Week 10
Storage and Persistence (Cinder)
OPS3 - Virtualization and Cloud Infrastructure
1. The Hierarchy of Cloud Storage
1.1 Ephemeral vs. Persistent Storage
- It is crucial to distinguish between the two primary ephemeral and persistent storage models in cloud architectures.
- Ephemeral Storage (Nova) is strictly tied to the lifecycle of the Compute Instance.
- It functions effectively as a local scratch disk, optimized for operating system caches and temporary file processing.
- However, if the instance is terminated or the underlying hypervisor fails, this data is irrevocably lost.
- In contrast, Persistent Storage (Cinder) operates as an independent capability.
Section 1 Checkpoint
Summary:
- Ephemeral Storage (Nova): Temporary, fast, dies with the VM. Use for OS / Cache.
- Persistent Storage (Cinder): Durable, independent, survives VM deletion. Use for Databases / Critical Data.

WHAT YOU SHOULD DO. Transcribe the cloud storage notes from "- Ephemeral Storage (Nova) is" down to "Databases / Critical Data.".

(Coordinate labeling data)

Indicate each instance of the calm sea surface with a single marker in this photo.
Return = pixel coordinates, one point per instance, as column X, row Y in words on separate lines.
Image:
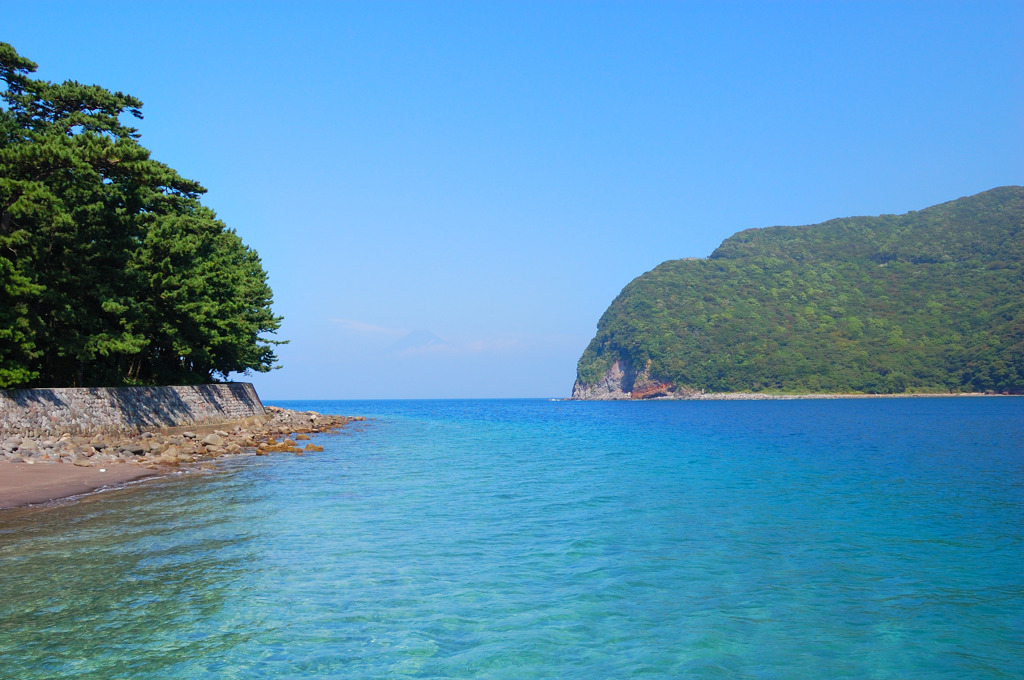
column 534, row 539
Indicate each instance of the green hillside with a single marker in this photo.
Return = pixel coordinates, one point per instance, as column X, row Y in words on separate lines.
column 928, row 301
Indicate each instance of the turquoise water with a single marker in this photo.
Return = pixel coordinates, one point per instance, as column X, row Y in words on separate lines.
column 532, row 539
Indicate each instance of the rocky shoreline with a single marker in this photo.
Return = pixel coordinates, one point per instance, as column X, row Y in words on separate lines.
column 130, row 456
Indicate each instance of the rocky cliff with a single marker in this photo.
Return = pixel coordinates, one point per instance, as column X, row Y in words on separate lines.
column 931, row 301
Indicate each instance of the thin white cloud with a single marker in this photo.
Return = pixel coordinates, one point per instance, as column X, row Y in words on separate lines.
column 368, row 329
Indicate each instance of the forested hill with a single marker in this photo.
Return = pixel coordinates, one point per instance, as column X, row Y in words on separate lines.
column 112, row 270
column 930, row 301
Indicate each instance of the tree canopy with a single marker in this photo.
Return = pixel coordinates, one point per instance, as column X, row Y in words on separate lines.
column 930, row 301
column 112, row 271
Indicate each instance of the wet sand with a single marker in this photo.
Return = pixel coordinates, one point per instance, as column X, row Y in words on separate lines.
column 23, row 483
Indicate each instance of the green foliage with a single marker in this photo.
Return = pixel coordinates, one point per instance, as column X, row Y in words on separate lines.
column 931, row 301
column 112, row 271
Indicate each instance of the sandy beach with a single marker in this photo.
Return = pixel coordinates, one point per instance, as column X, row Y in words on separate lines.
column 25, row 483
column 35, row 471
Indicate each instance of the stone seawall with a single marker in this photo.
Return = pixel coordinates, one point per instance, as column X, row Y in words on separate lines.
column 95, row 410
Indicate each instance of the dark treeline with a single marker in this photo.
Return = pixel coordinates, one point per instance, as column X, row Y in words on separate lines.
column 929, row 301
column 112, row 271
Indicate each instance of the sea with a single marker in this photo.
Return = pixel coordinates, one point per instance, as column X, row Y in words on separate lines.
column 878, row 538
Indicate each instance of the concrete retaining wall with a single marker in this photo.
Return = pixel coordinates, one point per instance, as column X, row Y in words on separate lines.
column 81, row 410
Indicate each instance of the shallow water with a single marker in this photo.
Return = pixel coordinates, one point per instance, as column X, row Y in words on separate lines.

EXERCISE ANSWER.
- Ephemeral Storage (Nova) is strictly tied to the lifecycle of the Compute Instance.
- It functions effectively as a local scratch disk, optimized for operating system caches and temporary file processing.
- However, if the instance is terminated or the underlying hypervisor fails, this data is irrevocably lost.
- In contrast, Persistent Storage (Cinder) operates as an independent capability.
Section 1 Checkpoint
Summary:
- Ephemeral Storage (Nova): Temporary, fast, dies with the VM. Use for OS / Cache.
- Persistent Storage (Cinder): Durable, independent, survives VM deletion. Use for Databases / Critical Data.